Page =>
--------------------------------------------------

What Should a Lead Cost in DFW? Benchmarks for Local Service Businesses
Real cost-per-lead ranges for roofing, HVAC, med spas, and home services in Dallas–Fort Worth — and the three numbers that matter more than CPL.
“What should a lead cost?” is the first question almost every owner asks us — and the honest answer is: it depends on what a customer is worth to you. But “it depends” doesn’t help you budget, so here are the working ranges we see across live DFW accounts.
Cost-per-lead ranges we actually see
These are from managed Google Ads and Meta Ads campaigns for local service businesses in the Dallas–Fort Worth metro. Your mileage will vary with offer, reviews, and speed-to-lead — more on that below.
- Roofing (storm/retail): $35–$90 per lead on Google Search. After a hail event, this can drop under $25 for a week or two — and competition triples.
- HVAC (repair intent): $40–$80 on Search. Install/replacement intent runs higher but the ticket justifies it.
- Med spas & aesthetics: $15–$35 per lead on Meta; $45–$80 on Search for high-intent terms like “botox near me.”
- Concrete coatings / epoxy: $25–$55 on Meta with strong before/after creative.

--------------------------------------------------

Dataset entries =>
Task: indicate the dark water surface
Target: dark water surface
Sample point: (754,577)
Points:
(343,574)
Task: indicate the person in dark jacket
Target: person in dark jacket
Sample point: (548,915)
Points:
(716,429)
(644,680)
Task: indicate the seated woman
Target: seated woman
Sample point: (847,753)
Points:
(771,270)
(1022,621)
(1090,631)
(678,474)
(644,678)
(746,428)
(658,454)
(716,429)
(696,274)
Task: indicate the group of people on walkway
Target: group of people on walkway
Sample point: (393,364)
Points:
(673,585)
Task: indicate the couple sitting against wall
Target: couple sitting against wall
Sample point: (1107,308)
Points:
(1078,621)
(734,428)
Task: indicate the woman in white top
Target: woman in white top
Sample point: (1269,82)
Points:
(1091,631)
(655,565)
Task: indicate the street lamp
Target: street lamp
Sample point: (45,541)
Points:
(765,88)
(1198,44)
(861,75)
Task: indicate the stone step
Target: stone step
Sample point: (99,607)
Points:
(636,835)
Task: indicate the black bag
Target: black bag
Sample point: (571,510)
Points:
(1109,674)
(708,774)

--------------------------------------------------

Prompt 1 =>
From the DFW lead-cost article, transcribe the part that opens with the words containing "- Med spas &" and closes with "strong before/after creative.".
Prompt 2 =>
Translate this sentence from the DFW lead-cost article into Spanish: "But “it depends” doesn’t help you budget, so here are the working ranges we see across live DFW accounts."
Prompt 3 =>
Write the next part of the DFW lead-cost article, starting after its final line.

Written reply 1 =>
- Med spas & aesthetics: $15–$35 per lead on Meta; $45–$80 on Search for high-intent terms like “botox near me.”
- Concrete coatings / epoxy: $25–$55 on Meta with strong before/after creative.

Written reply 2 =>
Pero «depende» no le ayuda a hacer un presupuesto, así que estos son los rangos de referencia que vemos en cuentas activas de DFW.

Written reply 3 =>
- Remodelers: $50–$120 — the highest CPLs on this list, and routinely the best ROI, because the job ticket is 5 figures.
If an agency quotes you a CPL far below these ranges, ask what counts as a “lead.” Form fills from clickbait offers are cheap. Booked appointments with people who can pay are not.
The three numbers that matter more than CPL
1. Cost per qualified lead. A $20 lead that never answers the phone is more expensive than a $60 lead that books. Track qualification, not just form fills.
2. Speed-to-lead. Calling a lead within 5 minutes makes you several times more likely to win the job than calling after 30. Most “bad lead” problems we audit are actually slow follow-up problems.
3. Revenue per lead. CPL ÷ close rate ÷ average ticket tells you the only number that matters: what a dollar of ad spend returns. A $90 roofing lead at a 25% close rate on a $12,000 job is a money printer.
How to use these numbers
Take your average job ticket, multiply by your close rate, and decide what you can pay for a lead while keeping the margin you want. That’s your target CPL — yours, not an industry average. Then judge every campaign against it.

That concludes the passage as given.